--- START ---

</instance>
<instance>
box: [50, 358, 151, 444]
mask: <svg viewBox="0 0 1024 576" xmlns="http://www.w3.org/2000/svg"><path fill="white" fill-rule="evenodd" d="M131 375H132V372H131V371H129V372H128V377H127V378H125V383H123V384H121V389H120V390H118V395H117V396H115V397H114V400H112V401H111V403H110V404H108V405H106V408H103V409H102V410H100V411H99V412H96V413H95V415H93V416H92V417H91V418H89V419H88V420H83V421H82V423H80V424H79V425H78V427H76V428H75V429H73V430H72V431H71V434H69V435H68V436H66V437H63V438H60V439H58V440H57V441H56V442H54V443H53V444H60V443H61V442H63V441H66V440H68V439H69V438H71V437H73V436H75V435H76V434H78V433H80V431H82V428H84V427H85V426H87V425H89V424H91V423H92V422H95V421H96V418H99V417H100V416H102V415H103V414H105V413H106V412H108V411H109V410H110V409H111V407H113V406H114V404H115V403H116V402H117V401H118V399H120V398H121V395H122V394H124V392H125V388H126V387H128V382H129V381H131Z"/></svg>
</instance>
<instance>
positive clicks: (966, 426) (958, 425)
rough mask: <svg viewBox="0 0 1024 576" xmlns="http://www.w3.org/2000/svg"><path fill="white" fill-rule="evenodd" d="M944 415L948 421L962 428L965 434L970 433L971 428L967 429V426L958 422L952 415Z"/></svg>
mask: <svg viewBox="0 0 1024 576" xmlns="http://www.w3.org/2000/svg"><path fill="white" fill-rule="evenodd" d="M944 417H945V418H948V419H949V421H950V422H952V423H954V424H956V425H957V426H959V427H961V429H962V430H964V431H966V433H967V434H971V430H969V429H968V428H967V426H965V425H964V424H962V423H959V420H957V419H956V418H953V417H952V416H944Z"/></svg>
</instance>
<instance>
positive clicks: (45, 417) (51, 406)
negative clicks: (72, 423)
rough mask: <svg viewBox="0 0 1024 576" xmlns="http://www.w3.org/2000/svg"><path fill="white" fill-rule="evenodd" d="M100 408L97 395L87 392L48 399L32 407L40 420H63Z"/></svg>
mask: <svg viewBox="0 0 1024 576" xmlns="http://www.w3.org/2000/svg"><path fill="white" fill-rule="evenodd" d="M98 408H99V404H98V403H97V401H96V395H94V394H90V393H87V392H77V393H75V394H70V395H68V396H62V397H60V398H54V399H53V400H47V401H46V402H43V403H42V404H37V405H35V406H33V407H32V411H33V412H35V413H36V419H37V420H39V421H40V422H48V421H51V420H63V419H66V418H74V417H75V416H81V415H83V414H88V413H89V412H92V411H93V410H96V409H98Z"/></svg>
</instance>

--- END ---

> [PROBLEM REQUIREMENTS]
Line by line, print the listing above exactly.

> [SOLUTION FOR THIS EXERCISE]
</instance>
<instance>
box: [50, 358, 151, 444]
mask: <svg viewBox="0 0 1024 576" xmlns="http://www.w3.org/2000/svg"><path fill="white" fill-rule="evenodd" d="M131 375H132V372H131V371H129V372H128V377H127V378H125V383H123V384H121V389H120V390H118V395H117V396H115V397H114V400H112V401H111V403H110V404H108V405H106V408H103V409H102V410H100V411H99V412H96V413H95V415H93V416H92V417H91V418H89V419H88V420H83V421H82V423H80V424H79V425H78V427H76V428H75V429H73V430H72V431H71V434H69V435H68V436H66V437H63V438H60V439H58V440H57V441H56V442H54V443H53V444H60V443H61V442H63V441H66V440H68V439H69V438H71V437H73V436H75V435H76V434H78V433H80V431H82V428H84V427H85V426H87V425H89V424H91V423H92V422H95V421H96V418H99V417H100V416H102V415H103V414H105V413H106V412H108V411H109V410H110V409H111V407H113V406H114V404H115V403H116V402H117V401H118V399H120V398H121V395H122V394H124V392H125V388H126V387H128V382H129V381H131Z"/></svg>
</instance>
<instance>
positive clicks: (966, 426) (958, 425)
rough mask: <svg viewBox="0 0 1024 576" xmlns="http://www.w3.org/2000/svg"><path fill="white" fill-rule="evenodd" d="M944 415L948 421L962 428L965 434L970 433L971 428L967 429V426L958 422L952 415Z"/></svg>
mask: <svg viewBox="0 0 1024 576" xmlns="http://www.w3.org/2000/svg"><path fill="white" fill-rule="evenodd" d="M944 417H945V418H948V419H949V421H950V422H952V423H954V424H956V425H957V426H959V427H961V429H962V430H964V431H966V433H967V434H971V430H969V429H968V428H967V426H965V425H964V424H962V423H959V420H957V419H956V418H953V417H952V416H944Z"/></svg>
</instance>
<instance>
positive clicks: (45, 417) (51, 406)
negative clicks: (72, 423)
rough mask: <svg viewBox="0 0 1024 576" xmlns="http://www.w3.org/2000/svg"><path fill="white" fill-rule="evenodd" d="M100 408L97 395L87 392L48 399L32 407L40 420H63Z"/></svg>
mask: <svg viewBox="0 0 1024 576" xmlns="http://www.w3.org/2000/svg"><path fill="white" fill-rule="evenodd" d="M98 408H99V404H98V403H97V401H96V395H94V394H90V393H87V392H77V393H75V394H70V395H68V396H62V397H60V398H54V399H53V400H47V401H46V402H43V403H42V404H37V405H35V406H33V407H32V411H33V412H35V413H36V419H37V420H39V421H40V422H48V421H51V420H63V419H66V418H74V417H75V416H81V415H83V414H88V413H89V412H92V411H93V410H96V409H98Z"/></svg>
</instance>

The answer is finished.